Exercício proposto:
Extraia das linhas abaixo todas as que contêm a palavra "pink".

Material de origem:
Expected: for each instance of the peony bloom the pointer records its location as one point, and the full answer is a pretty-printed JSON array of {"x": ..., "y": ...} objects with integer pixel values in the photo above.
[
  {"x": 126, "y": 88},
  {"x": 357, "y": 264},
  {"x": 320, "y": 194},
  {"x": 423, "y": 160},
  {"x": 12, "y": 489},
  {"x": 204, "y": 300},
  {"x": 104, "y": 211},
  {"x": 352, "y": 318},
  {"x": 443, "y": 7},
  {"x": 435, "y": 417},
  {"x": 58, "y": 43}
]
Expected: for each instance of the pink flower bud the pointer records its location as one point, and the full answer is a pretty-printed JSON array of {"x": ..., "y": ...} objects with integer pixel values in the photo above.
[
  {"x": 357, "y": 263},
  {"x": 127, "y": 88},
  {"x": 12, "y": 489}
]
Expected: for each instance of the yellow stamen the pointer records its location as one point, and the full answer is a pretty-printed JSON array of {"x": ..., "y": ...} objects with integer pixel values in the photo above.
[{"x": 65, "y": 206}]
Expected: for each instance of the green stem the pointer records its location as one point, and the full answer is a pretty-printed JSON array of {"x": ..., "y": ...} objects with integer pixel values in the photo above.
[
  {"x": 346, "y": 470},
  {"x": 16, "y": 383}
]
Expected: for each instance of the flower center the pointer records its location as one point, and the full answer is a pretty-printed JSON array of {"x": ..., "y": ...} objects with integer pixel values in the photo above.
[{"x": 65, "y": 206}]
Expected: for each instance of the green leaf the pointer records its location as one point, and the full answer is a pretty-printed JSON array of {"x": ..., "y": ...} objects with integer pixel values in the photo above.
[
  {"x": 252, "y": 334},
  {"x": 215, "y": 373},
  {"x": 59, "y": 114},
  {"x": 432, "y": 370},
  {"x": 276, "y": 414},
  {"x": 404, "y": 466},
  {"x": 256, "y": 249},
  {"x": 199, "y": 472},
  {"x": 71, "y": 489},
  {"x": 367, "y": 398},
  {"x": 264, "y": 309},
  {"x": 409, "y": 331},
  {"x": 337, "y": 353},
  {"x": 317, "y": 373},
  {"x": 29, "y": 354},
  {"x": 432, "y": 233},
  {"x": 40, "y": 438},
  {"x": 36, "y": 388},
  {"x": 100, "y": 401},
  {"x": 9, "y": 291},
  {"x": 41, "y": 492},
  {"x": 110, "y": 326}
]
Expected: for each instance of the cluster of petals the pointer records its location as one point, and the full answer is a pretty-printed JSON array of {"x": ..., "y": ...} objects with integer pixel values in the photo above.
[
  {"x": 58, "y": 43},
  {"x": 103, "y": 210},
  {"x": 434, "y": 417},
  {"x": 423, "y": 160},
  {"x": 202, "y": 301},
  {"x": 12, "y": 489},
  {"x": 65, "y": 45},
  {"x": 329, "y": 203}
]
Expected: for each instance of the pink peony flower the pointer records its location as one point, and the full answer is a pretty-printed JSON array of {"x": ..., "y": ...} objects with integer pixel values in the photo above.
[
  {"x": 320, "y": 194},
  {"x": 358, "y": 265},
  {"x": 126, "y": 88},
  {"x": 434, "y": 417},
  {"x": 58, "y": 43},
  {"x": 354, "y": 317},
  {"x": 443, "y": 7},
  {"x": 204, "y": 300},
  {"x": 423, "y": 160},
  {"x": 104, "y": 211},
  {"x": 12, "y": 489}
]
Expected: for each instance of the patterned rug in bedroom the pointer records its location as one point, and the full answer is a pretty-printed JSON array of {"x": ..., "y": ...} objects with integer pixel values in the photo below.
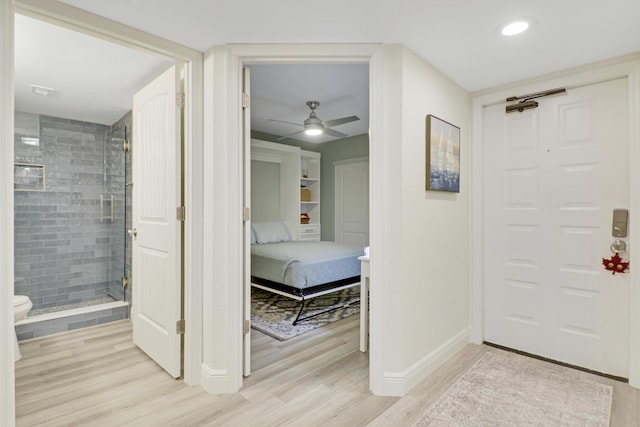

Resposta completa:
Expected: for each instance of the pink flower bud the pointer records its location as one point, and the full answer is a pretty-printed JSON array of {"x": ..., "y": ...} objects with integer pixel values in the photo above.
Expected: for each instance of the pink peony flower the pointer records its location as one point, and the full answer is a pretty-printed JSON array of {"x": ..., "y": ...} objects with integer pixel values in the photo above.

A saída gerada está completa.